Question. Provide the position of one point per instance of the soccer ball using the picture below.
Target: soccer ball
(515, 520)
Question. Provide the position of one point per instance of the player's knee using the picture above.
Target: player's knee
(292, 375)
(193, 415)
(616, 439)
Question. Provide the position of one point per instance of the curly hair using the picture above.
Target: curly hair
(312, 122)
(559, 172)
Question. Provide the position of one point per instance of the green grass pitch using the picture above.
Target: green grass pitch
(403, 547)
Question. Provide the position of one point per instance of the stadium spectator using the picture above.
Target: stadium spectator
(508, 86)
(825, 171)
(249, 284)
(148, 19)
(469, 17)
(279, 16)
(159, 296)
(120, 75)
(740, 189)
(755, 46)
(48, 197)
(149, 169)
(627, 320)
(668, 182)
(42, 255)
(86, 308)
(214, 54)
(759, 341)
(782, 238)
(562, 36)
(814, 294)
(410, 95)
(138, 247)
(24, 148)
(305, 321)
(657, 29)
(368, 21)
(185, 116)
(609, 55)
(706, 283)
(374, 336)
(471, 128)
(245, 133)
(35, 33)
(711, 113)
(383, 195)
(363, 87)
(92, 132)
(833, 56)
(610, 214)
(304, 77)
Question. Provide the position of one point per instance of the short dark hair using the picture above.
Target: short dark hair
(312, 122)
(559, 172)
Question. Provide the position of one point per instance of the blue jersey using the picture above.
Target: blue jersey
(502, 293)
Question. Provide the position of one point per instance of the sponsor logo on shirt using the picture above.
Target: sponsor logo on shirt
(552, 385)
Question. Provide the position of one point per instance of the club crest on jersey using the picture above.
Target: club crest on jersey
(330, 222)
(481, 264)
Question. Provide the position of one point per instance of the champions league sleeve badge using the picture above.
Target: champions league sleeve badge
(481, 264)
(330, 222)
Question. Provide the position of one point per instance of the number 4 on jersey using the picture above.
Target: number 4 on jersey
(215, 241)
■ ■ ■ ■
■ ASSIGNED TASK: Everything in the listing must be written out again without any change.

■ RESPONSE TO THIS EXERCISE:
Question. Provide the position of one point per instance of the soccer ball using the picture below.
Target: soccer ball
(515, 520)
Question. Provide the position of one point per instance of the player's knee using the picture above.
Target: player's knee
(292, 375)
(193, 415)
(616, 439)
Question. Provide the position of one point per instance of the curly hair using the picture above.
Target: curly hair
(312, 122)
(559, 172)
Question. Provide the position of one point per instance of the green grass pitch using the picture above.
Target: green grass pitch
(403, 547)
Question. Provide the position of one point per instance of the stadium spectator using the picture above.
Target: stadium spectator
(508, 86)
(825, 171)
(249, 284)
(148, 19)
(469, 17)
(279, 16)
(159, 296)
(120, 75)
(740, 189)
(755, 46)
(48, 197)
(149, 169)
(627, 320)
(668, 182)
(42, 255)
(86, 308)
(214, 54)
(759, 341)
(782, 238)
(562, 36)
(814, 294)
(410, 95)
(138, 247)
(24, 148)
(305, 321)
(657, 29)
(368, 21)
(185, 116)
(609, 55)
(706, 283)
(374, 336)
(471, 128)
(245, 133)
(35, 33)
(711, 113)
(383, 195)
(363, 87)
(92, 132)
(833, 56)
(610, 214)
(304, 77)
Question. Provide the position of one point per instance of the short dark hair using the picture above.
Target: short dark hair
(312, 122)
(559, 172)
Question. Provide the position of one point per instance of the blue jersey using the picture above.
Target: blue jersey
(502, 293)
Question. Provide the position of one point per instance of the sponsor logo on shirt using the picture above.
Target: sponsor logo on shirt
(552, 385)
Question. Provide the position of one point per instance of the club crest on jersey using the picture above.
Target: club crest on jersey
(330, 222)
(481, 264)
Question. Provide the position of one point per instance of the champions league sleeve badge using the picture above.
Target: champions league sleeve badge
(481, 264)
(330, 222)
Question. Provide the position of one point per instance of the number 4 on jersey using the picture above.
Target: number 4 on jersey
(215, 241)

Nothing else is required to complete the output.